■ Goal of the exercise ■
Continue the introduction to the NVIDIA Video Search and Summarization blueprint from the point where it stops.

■ Document text ■
Introduction#
The NVIDIA Blueprint for Video Search and Summarization (VSS) provides a suite of reference architectures for building vision agents and AI-powered video analytics applications. These reference architectures include accelerated vision-based microservices, VLMs, and LLMs which can be used in your existing applications, as standalone microservices, or as part of a larger vision agent built using the blueprint.
Architecture Overview#
VSS is broken down into 3 major areas of video processing and analysis:
Real-time video intelligence: Extracts features from stored and streamed video in real-time, either continuously or on demand.
Downstream analytics: Analyzes extracted features posted to a message broker or stored in a database for downstream analysis.
Agentic and offline processing: Processes extracted features to generate reports, answers questions, and provides video search capabilities.
Real-Time Video Intelligence#
The Real-Time Video Intelligence layer extracts rich visual features, semantic embeddings, and contextual understanding from video data in real-time, publishing results to a message broker for downstream analytics and agentic workflows. It provides three core microservices for processing video streams:
Real-Time Computer Vision (RT-CV): leverages NVIDIA DeepStream SDK with models like RT-DETR, Grounding DINO, and Sparse4D to perform real-time object detection, classification, and multi-object tracking on single or multi-camera streams.
Real-Time Embedding (RT-Embedding): generates semantic embeddings from video, images, and live RTSP streams using Cosmos-Embed1 models, enabling efficient video search and similarity matching.

■ Supplied data ■
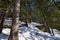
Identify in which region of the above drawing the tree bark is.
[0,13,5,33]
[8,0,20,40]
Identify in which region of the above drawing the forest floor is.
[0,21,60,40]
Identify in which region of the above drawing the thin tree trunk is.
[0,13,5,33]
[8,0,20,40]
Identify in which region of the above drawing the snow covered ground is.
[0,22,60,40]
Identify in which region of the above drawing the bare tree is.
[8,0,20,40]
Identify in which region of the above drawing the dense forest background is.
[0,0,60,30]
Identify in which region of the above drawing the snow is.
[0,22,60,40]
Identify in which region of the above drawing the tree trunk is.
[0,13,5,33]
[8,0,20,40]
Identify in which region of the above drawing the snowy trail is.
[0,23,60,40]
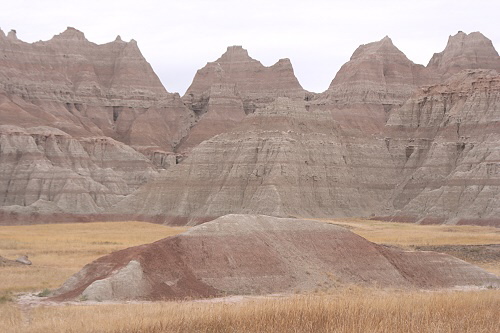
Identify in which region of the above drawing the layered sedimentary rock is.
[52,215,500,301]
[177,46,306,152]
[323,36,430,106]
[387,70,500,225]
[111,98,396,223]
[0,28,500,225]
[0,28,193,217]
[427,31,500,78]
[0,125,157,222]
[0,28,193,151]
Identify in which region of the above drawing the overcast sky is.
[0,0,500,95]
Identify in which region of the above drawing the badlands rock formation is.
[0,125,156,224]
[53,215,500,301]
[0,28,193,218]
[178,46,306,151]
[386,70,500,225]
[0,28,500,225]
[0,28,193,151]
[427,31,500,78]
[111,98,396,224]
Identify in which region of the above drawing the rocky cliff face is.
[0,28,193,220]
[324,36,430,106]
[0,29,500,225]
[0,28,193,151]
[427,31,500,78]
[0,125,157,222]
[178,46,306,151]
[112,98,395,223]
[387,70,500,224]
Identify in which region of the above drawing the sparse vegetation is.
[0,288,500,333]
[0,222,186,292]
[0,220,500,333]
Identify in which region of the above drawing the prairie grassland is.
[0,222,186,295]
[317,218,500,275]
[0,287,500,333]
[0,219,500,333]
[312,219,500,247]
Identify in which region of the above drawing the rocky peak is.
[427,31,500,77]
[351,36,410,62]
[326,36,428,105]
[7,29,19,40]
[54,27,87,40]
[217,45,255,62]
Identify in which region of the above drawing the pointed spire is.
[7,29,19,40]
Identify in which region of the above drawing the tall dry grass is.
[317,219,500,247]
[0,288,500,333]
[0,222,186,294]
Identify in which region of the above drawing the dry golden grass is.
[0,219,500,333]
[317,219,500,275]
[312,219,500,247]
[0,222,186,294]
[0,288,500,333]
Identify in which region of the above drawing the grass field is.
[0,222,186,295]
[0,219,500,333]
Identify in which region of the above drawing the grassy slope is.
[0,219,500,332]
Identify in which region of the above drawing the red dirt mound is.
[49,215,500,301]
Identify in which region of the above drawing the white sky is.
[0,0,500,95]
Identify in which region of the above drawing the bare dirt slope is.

■ Response ■
Real-Time VLM (RT-VLM): applies Vision Language Models (such as Cosmos Reason1/2 and Qwen3-VL) to generate natural language captions, detect incidents, and identify anomalies in video streams.
Downstream Analytics#
The Downstream Analytics layer processes and enriches the metadata streams generated by real-time video intelligence microservices, transforming raw detections into actionable insights and verified alerts. It provides two core microservices:
Behavior Analytics: consumes frame metadata from message brokers (Kafka, Redis Streams, or MQTT), tracks objects over time across camera sensors, and computes behavioral metrics including speed, direction, and trajectory. It detects spatial events (tripwire crossings, ROI entry/exit) and generates incidents based on configurable violation rules (proximity detection, restricted zones, confined areas).
Alert Verification Service: ingests alerts and incidents from upstream analytics or computer vision pipelines, retrieves corresponding video segments based on alert timestamps, and uses Vision Language Models to verify alert authenticity. Verified results with verdicts (confirmed/rejected/unverified) and reasoning traces are persisted to Elasticsearch and optionally published to Kafka for downstream consumption.
Agent and Offline Processing#
The Agent and Offline Processing layer provides an agent that orchestrates vision-based tools to generate insights, reports, and search capabilities from video content. The top-level agent leverages the Model Context Protocol (MCP) to access video analytics data, incident records, and vision processing capabilities through a unified tool interface. It integrates multiple vision-based tools including video understanding with Vision Language Models (VLMs), semantic video search using embeddings, long video summarization for extended footage analysis, and video snapshot/clip retrieval. These tools can also be used as standalone microservices, independent of the agent.
Deployment Types#
To demonstrate the use of the VSS architecture, we provide two deployment types:
Developer Profiles: Deployment type for developers to test and experiment with the VSS architecture. It starts with deploying a basic video agent and then builds on it with additional workflows.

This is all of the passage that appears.